## Written task 1
In the passage on xarray, what kinds of metadata does a NumPy `ndarray` not explicitly store?

## Passage to read
______________________________

Specifically, while a NumPy `ndarray` stores just the raster values and has some properties such as the `shape` (number of elements along each axis) and `ndim` (the dimensions of the array) it does not explicitly store any geospatial, temporal, or other geographic metadata. `xarray` solves this problem by reading raster data into an `xarray.DataArray` object with:

* `values`: the multidimensional array of raster values
* `dims`: a list of names for the dimensions of the array (e.g. instead axis 0 describing the 0th (row) dimension of an array that dimension can have a descriptive label such as longitude)
* `coordinates`: a `list` of array-like objects that describe the location of an array element along that dimension (e.g. a 1D array of longitude values describing the location on the Earth's surface for each row in the array)

______________________________

## Data section
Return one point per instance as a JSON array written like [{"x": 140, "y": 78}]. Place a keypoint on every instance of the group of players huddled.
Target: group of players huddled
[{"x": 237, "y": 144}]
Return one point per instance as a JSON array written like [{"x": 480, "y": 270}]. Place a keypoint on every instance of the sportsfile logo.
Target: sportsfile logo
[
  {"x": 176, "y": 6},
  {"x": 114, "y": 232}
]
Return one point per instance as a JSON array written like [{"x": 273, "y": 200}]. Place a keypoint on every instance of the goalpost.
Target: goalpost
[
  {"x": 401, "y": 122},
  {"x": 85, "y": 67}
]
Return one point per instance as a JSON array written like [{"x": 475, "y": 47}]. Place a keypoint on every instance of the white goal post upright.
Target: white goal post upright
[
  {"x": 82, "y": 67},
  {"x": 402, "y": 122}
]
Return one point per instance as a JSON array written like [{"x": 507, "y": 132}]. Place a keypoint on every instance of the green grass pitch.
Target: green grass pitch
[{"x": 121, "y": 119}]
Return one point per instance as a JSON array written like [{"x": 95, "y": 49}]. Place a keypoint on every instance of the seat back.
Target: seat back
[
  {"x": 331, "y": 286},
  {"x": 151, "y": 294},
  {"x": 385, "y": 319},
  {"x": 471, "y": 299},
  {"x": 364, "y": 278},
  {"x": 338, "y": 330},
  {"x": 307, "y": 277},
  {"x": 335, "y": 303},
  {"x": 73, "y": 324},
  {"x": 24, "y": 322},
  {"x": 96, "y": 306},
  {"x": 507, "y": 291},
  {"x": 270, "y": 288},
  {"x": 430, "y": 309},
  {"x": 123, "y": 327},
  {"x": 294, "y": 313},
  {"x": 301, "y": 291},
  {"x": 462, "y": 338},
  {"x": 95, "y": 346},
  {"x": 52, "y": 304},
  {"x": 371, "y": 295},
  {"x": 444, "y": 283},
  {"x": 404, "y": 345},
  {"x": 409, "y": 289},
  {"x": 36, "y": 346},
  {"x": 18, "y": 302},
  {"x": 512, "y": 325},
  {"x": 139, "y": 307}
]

______________________________

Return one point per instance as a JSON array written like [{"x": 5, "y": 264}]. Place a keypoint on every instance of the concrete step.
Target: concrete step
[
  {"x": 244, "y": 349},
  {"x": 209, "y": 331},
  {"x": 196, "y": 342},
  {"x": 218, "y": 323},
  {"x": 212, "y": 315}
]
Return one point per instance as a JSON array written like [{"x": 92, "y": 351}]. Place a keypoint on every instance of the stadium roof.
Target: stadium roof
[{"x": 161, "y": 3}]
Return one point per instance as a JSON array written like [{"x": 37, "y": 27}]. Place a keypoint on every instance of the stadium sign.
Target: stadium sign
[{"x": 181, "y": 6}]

______________________________

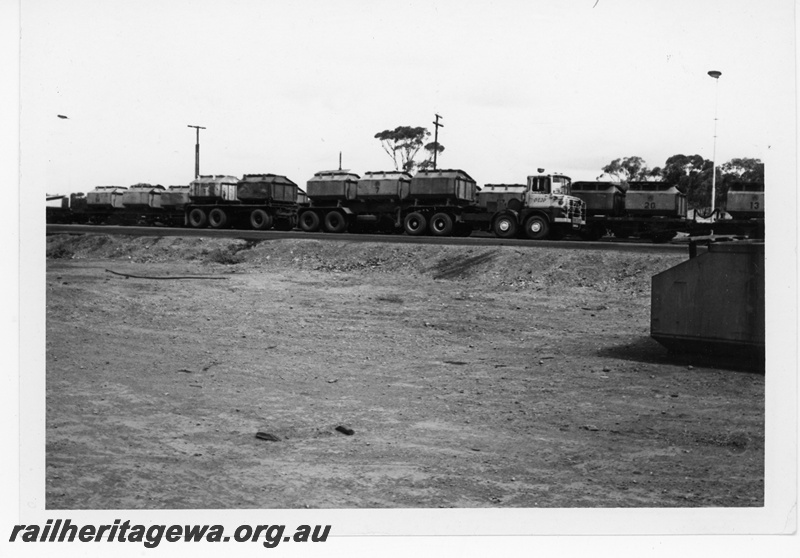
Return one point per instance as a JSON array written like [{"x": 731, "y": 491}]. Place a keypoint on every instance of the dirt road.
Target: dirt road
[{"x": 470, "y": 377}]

______________________________

## Written task 2
Pick out every line of the records that contains the word "grass".

## Exercise result 1
Geospatial, temporal, or other geographic metadata.

## Exercise result 2
Return one point per instance as a JSON array written like [{"x": 507, "y": 132}]. Place a keypoint on every instance of the green grass pitch.
Target: green grass pitch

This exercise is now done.